[Dataset excerpts — start]

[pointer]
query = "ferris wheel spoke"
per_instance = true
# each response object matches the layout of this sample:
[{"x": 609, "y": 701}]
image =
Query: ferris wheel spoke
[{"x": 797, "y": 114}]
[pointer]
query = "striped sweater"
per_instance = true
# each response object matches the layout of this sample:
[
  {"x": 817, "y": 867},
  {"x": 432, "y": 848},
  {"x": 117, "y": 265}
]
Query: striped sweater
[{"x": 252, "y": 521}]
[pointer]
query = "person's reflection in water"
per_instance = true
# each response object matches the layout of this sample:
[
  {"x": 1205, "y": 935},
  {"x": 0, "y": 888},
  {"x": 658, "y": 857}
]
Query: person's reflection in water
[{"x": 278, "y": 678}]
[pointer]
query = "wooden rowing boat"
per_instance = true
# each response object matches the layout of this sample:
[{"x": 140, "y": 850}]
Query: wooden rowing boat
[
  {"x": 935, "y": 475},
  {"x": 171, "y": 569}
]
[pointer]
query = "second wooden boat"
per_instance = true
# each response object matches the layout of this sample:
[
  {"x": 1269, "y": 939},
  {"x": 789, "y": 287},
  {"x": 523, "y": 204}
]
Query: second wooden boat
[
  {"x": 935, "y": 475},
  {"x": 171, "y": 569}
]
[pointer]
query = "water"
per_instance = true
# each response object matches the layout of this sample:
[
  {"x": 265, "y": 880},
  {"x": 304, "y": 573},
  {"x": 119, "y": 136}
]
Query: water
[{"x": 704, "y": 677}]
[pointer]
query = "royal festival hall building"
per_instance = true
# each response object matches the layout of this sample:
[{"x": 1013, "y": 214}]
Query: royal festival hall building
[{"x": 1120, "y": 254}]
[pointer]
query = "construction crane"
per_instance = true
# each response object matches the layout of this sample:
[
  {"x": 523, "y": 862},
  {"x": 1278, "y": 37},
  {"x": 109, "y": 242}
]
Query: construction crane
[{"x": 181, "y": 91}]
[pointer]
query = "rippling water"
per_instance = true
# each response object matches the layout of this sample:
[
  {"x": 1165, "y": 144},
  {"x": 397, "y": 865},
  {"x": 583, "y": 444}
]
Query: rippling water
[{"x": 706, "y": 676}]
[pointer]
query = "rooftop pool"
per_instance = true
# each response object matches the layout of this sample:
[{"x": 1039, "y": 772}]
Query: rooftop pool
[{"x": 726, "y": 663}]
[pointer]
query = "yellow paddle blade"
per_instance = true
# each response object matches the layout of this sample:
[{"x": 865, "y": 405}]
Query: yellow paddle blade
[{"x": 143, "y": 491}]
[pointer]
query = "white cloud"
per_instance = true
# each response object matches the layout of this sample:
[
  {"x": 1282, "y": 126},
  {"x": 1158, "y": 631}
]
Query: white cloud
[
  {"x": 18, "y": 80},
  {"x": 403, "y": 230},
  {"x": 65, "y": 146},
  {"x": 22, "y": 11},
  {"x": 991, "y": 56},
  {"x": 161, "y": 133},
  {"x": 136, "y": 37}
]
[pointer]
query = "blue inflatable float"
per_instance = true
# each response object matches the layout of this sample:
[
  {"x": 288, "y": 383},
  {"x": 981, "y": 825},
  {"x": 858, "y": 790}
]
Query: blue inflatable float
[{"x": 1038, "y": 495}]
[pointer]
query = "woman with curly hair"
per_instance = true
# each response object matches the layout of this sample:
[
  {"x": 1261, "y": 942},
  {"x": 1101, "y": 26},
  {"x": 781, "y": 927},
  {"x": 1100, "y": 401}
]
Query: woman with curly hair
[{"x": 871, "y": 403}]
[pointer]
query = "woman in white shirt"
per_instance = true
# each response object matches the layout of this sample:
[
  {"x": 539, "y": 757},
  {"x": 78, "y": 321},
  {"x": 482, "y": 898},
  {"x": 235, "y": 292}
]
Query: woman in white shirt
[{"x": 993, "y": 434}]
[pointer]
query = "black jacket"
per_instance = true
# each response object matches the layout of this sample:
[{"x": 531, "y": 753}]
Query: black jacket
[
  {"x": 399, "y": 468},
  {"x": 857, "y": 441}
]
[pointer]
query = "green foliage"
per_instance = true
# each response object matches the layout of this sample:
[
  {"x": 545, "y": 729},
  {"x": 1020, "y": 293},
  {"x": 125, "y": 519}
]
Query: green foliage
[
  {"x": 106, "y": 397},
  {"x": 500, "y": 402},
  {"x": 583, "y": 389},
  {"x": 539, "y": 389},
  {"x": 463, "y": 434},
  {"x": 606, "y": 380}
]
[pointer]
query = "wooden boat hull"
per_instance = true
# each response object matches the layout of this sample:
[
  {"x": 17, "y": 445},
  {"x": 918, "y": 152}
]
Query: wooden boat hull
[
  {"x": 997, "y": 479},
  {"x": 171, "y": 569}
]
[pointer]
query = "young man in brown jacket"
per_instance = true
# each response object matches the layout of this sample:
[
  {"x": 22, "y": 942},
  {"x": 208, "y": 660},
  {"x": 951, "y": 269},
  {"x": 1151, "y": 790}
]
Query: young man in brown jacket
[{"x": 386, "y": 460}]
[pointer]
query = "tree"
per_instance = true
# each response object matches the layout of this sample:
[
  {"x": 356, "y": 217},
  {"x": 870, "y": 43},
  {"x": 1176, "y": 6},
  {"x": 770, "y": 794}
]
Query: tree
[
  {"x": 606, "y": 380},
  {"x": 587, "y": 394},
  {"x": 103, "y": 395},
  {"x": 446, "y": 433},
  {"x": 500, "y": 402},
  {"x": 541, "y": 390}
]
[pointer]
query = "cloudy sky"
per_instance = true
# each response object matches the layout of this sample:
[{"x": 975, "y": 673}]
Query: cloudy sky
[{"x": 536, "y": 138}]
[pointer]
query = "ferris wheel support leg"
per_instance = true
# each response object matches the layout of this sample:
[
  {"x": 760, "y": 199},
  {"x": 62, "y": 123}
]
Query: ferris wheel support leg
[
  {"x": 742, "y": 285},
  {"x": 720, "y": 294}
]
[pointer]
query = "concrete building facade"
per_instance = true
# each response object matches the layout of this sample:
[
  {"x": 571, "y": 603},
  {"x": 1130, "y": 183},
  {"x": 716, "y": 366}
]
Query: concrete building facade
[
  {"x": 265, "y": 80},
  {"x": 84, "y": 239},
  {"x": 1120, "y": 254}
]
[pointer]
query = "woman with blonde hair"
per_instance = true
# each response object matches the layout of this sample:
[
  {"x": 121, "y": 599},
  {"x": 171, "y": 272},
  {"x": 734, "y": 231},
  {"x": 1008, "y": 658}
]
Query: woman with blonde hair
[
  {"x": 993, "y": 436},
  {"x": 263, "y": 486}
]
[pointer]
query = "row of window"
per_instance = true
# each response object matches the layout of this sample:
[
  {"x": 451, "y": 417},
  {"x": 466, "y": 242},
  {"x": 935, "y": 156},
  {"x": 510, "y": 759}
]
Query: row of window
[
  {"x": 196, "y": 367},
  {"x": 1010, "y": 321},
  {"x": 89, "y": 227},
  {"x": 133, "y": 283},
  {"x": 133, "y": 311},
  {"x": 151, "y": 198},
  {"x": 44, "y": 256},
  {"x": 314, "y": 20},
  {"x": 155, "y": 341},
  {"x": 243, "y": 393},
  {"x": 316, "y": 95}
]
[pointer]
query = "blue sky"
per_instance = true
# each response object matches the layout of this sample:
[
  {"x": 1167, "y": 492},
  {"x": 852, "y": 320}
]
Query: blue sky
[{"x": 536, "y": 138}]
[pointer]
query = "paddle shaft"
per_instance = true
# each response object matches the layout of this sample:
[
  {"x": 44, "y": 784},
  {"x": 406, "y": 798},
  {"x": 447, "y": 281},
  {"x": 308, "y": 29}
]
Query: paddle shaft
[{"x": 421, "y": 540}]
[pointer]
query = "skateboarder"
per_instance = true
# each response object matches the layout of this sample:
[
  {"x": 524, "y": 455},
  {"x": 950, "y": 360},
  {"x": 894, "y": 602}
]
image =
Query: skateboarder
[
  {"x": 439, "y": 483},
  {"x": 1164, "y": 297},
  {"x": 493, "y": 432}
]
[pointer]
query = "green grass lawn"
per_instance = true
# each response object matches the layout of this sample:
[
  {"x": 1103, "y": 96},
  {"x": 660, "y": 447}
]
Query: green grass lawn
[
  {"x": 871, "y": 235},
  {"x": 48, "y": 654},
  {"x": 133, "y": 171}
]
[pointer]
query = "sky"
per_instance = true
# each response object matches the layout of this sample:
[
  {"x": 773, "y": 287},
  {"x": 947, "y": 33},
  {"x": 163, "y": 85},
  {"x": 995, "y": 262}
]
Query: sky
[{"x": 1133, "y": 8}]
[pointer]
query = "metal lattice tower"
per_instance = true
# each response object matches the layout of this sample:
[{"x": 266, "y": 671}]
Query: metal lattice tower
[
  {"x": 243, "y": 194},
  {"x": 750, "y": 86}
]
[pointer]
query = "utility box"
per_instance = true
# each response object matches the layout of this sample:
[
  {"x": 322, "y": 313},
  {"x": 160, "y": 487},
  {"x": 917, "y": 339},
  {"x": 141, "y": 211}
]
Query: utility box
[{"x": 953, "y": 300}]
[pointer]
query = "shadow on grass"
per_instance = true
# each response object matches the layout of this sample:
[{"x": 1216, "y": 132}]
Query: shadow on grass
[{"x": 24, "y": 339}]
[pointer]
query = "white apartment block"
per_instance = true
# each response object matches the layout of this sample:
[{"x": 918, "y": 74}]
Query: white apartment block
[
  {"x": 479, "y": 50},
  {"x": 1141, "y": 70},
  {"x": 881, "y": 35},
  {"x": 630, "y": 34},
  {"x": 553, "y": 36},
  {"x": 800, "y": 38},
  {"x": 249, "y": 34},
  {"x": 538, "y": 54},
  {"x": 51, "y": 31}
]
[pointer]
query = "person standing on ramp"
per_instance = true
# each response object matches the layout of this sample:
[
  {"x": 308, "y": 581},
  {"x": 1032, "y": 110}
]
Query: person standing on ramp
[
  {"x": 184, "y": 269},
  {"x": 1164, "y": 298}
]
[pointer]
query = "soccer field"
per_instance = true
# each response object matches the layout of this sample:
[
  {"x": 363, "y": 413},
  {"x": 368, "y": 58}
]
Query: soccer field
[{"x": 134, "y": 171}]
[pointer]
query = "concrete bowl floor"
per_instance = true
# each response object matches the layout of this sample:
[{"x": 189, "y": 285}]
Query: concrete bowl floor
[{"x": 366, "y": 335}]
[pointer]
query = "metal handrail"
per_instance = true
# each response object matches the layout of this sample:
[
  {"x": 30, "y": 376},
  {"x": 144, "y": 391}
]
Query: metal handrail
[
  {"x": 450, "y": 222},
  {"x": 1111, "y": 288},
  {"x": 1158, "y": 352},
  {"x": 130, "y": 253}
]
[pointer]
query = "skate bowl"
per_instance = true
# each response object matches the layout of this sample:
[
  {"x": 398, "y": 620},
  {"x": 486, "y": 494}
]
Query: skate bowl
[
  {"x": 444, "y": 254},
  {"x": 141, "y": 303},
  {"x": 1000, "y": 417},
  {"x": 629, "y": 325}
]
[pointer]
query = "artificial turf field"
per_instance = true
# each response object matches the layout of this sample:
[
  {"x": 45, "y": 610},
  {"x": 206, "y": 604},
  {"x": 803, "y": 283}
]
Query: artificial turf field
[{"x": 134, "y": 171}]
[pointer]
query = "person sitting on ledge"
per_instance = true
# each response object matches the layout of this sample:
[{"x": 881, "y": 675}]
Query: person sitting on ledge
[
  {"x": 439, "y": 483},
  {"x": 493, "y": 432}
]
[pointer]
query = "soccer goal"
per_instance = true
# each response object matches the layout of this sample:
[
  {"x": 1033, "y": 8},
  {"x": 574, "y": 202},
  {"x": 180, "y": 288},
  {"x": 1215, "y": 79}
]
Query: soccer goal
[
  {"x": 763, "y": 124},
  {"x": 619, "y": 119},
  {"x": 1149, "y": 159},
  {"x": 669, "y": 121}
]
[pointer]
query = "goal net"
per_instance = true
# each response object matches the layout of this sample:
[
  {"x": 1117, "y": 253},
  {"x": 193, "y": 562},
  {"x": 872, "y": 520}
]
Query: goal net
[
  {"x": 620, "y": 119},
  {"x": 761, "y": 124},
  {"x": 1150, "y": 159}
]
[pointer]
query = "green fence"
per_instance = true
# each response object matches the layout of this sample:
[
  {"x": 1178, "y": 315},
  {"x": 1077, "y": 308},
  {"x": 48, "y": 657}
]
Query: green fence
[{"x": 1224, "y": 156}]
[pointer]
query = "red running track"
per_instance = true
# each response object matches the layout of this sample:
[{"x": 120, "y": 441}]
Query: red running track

[Dataset excerpts — finish]

> **Requirement**
Exactly how many lines of the listing hold the word "running"? Give the number with nothing else.

> **Task answer**
2